Copy exactly, and only, the lines between the start of the entries below and the line containing "negative clicks: (1481, 673)", both inclusive. Omit pictures.

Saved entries

---

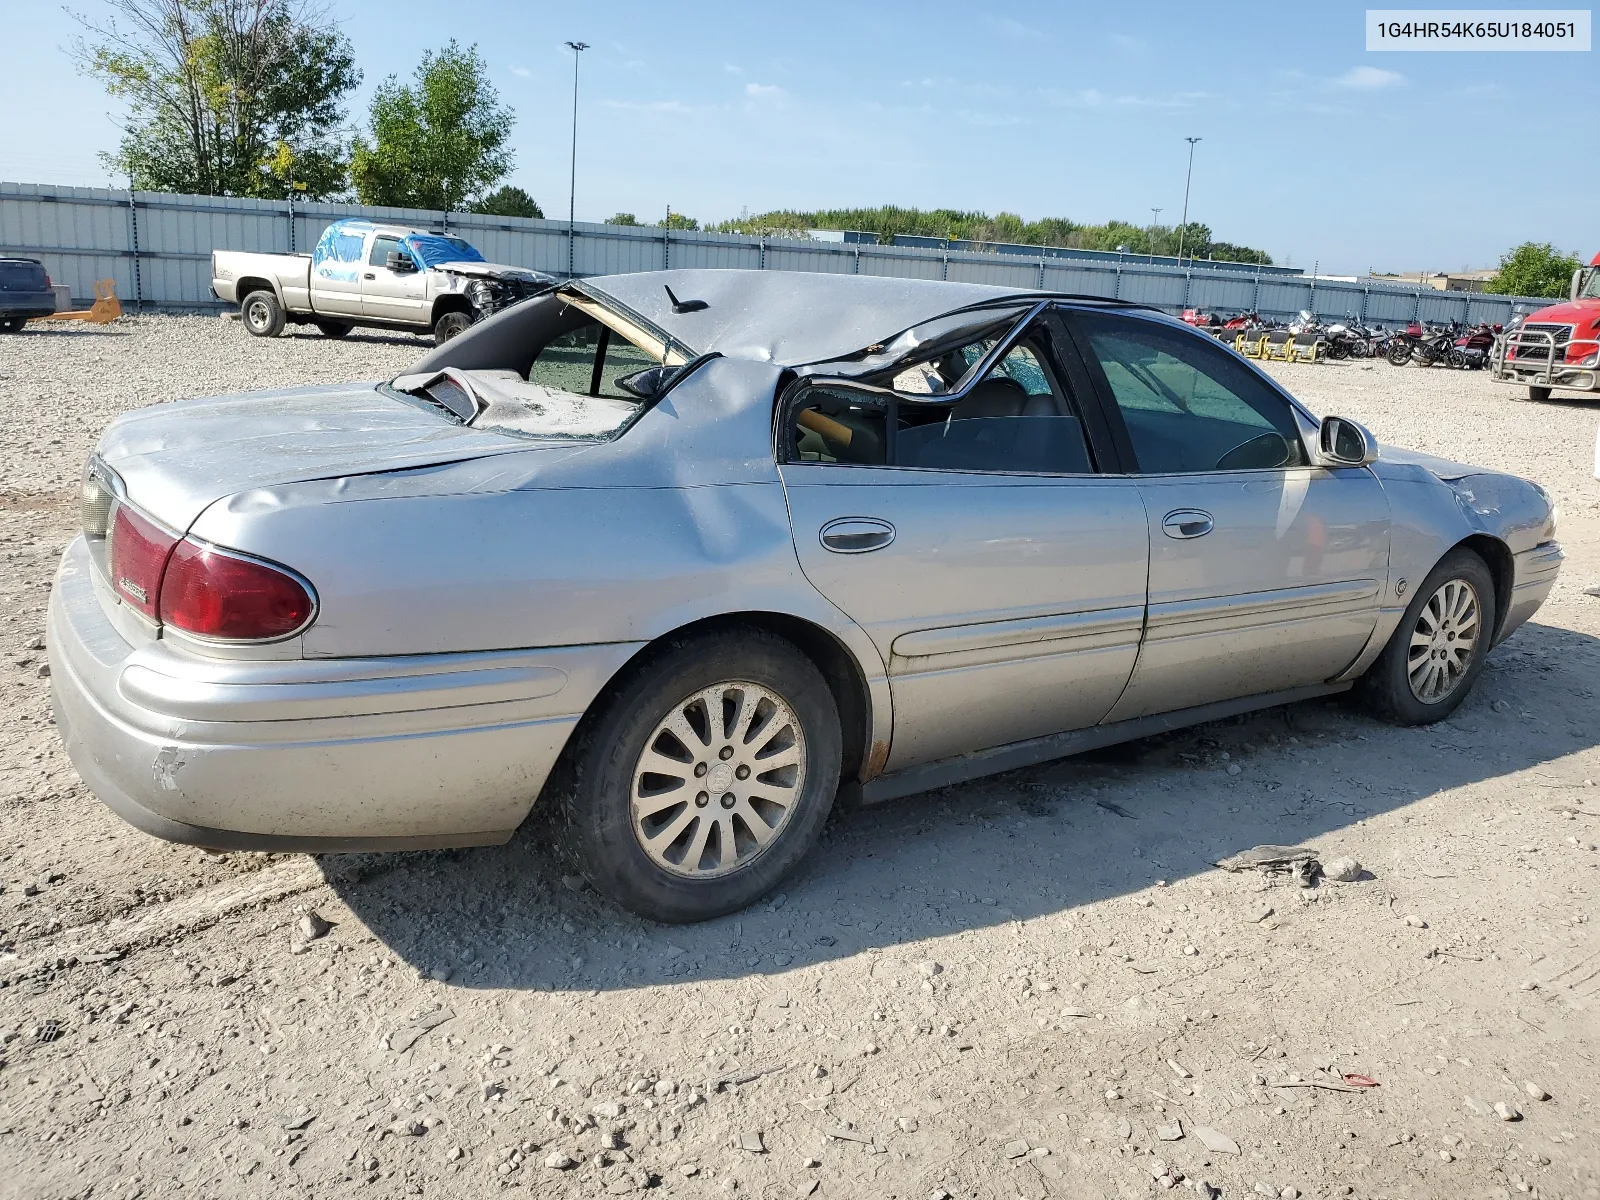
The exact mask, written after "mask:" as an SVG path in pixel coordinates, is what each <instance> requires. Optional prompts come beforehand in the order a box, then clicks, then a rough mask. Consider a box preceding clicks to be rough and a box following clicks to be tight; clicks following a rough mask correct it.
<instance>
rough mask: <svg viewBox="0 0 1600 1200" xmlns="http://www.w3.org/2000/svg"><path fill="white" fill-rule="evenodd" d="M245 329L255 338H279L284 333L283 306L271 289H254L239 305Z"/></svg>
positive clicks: (245, 296) (284, 318) (238, 312)
mask: <svg viewBox="0 0 1600 1200" xmlns="http://www.w3.org/2000/svg"><path fill="white" fill-rule="evenodd" d="M238 315H240V317H243V320H245V330H246V331H248V333H250V334H251V336H253V338H277V336H278V334H280V333H283V320H285V318H283V306H282V304H278V298H277V296H274V294H272V293H270V291H253V293H250V294H248V296H245V299H243V302H242V304H240V306H238Z"/></svg>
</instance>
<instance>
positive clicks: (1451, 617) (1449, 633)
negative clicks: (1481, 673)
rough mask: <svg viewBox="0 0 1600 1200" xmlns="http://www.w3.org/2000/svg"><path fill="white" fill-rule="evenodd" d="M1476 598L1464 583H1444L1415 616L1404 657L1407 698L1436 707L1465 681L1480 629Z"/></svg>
mask: <svg viewBox="0 0 1600 1200" xmlns="http://www.w3.org/2000/svg"><path fill="white" fill-rule="evenodd" d="M1480 613H1482V605H1480V603H1478V594H1477V590H1475V589H1474V587H1472V584H1469V582H1467V581H1466V579H1446V581H1445V582H1443V584H1442V586H1440V587H1438V590H1437V592H1434V595H1430V597H1429V598H1427V603H1426V605H1422V611H1421V613H1418V618H1416V626H1414V627H1413V629H1411V648H1410V653H1408V654H1406V677H1408V680H1410V683H1411V694H1413V696H1416V698H1418V699H1419V701H1422V702H1424V704H1438V702H1440V701H1443V699H1445V698H1446V696H1450V694H1451V693H1453V691H1454V690H1456V688H1459V686H1461V682H1462V680H1464V678H1466V677H1467V669H1469V667H1470V666H1472V651H1474V650H1475V648H1477V645H1478V637H1480V635H1482V629H1480V627H1478V626H1480V621H1478V616H1480Z"/></svg>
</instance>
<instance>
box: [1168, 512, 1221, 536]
mask: <svg viewBox="0 0 1600 1200" xmlns="http://www.w3.org/2000/svg"><path fill="white" fill-rule="evenodd" d="M1214 528H1216V522H1213V520H1211V514H1210V512H1203V510H1200V509H1174V510H1173V512H1168V514H1166V515H1165V517H1162V533H1165V534H1166V536H1168V538H1179V539H1184V538H1205V536H1206V534H1208V533H1211V530H1214Z"/></svg>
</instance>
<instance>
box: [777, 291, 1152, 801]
mask: <svg viewBox="0 0 1600 1200" xmlns="http://www.w3.org/2000/svg"><path fill="white" fill-rule="evenodd" d="M1058 336H1059V330H1056V326H1054V325H1053V323H1051V322H1050V320H1046V322H1038V323H1035V325H1032V326H1029V328H1027V330H1026V333H1022V334H1021V336H1018V338H1016V341H1014V344H1010V349H1008V346H1006V342H1005V341H995V342H982V344H979V346H978V347H970V349H968V350H965V352H963V354H966V360H965V362H963V360H955V366H954V368H952V366H949V365H947V363H949V362H950V357H949V355H946V357H944V363H946V366H944V371H946V379H944V381H942V382H950V379H949V376H954V374H958V373H960V371H962V370H963V368H966V366H971V371H973V373H981V374H984V378H982V379H981V381H978V382H976V386H973V387H971V389H970V390H968V392H966V395H965V397H963V398H960V400H957V402H944V400H941V398H939V397H938V395H933V394H926V392H925V394H922V395H907V394H896V392H893V390H878V389H862V387H854V386H848V384H827V382H813V384H805V386H802V387H800V389H797V394H794V395H790V397H787V402H786V405H784V406H782V410H781V414H779V419H781V422H782V424H781V437H779V442H781V446H782V453H781V459H784V461H782V462H781V474H782V480H784V488H786V493H787V498H789V512H790V522H792V528H794V538H795V550H797V554H798V558H800V565H802V568H803V571H805V574H806V578H808V579H810V581H811V584H813V586H816V587H818V589H819V590H821V592H822V594H824V595H826V597H827V598H829V600H832V602H834V603H835V605H838V608H842V610H843V611H845V613H848V614H850V616H851V618H853V619H854V621H856V622H858V624H861V626H862V627H864V629H866V630H867V634H869V635H870V637H872V640H874V642H875V643H877V646H878V650H880V651H882V654H883V661H885V662H886V664H888V672H890V688H891V694H893V702H894V722H893V738H891V744H890V757H888V763H886V765H888V770H901V768H906V766H915V765H918V763H926V762H933V760H938V758H946V757H950V755H957V754H965V752H970V750H978V749H986V747H990V746H1002V744H1006V742H1014V741H1022V739H1027V738H1037V736H1043V734H1051V733H1062V731H1067V730H1075V728H1083V726H1088V725H1094V723H1096V722H1099V720H1101V718H1102V717H1104V715H1106V714H1107V712H1109V710H1110V707H1112V706H1114V704H1115V702H1117V698H1118V696H1120V694H1122V690H1123V686H1125V685H1126V682H1128V675H1130V672H1131V669H1133V662H1134V658H1136V654H1138V645H1139V632H1141V626H1142V618H1144V584H1146V557H1147V546H1146V542H1147V534H1146V518H1144V506H1142V502H1141V498H1139V491H1138V483H1136V480H1131V478H1114V477H1106V475H1101V474H1098V470H1096V459H1094V448H1093V443H1094V437H1093V434H1086V432H1085V422H1083V419H1082V413H1080V408H1078V400H1077V397H1075V390H1074V389H1072V387H1070V386H1069V382H1067V376H1064V374H1062V371H1061V365H1059V362H1058V358H1056V352H1054V339H1056V338H1058ZM981 355H989V358H984V357H981ZM974 358H976V362H973V360H974ZM990 358H992V362H994V363H995V365H994V366H992V370H986V366H984V363H986V362H989V360H990ZM907 376H915V371H907V373H902V376H901V378H899V379H898V381H896V387H910V386H912V384H917V382H918V381H917V379H915V378H907ZM923 386H926V381H923Z"/></svg>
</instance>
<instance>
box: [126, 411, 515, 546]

---

▸ **RESULT FOR THIS TASK**
The exact mask, written after "mask:" as an SVG path in pixel coordinates, is what each <instance> requires. Optional prompts come beforehand in the order a box, then clicks, then a rough mask. Consider a box preceding clicks to be rough and a box following clicks to be tight; clicks following a rough mask correct it.
<instance>
rough mask: <svg viewBox="0 0 1600 1200" xmlns="http://www.w3.org/2000/svg"><path fill="white" fill-rule="evenodd" d="M245 329L255 338H279L284 333L283 306L271 289H254L239 305Z"/></svg>
positive clicks: (245, 296) (284, 318) (238, 312)
mask: <svg viewBox="0 0 1600 1200" xmlns="http://www.w3.org/2000/svg"><path fill="white" fill-rule="evenodd" d="M238 315H240V317H243V320H245V330H246V331H248V333H250V334H251V336H253V338H277V336H278V334H280V333H283V320H285V318H283V306H282V304H278V298H277V296H274V294H272V293H270V291H253V293H250V294H248V296H245V299H243V302H242V304H240V306H238Z"/></svg>
</instance>
<instance>
positive clicks: (1451, 617) (1449, 633)
negative clicks: (1481, 673)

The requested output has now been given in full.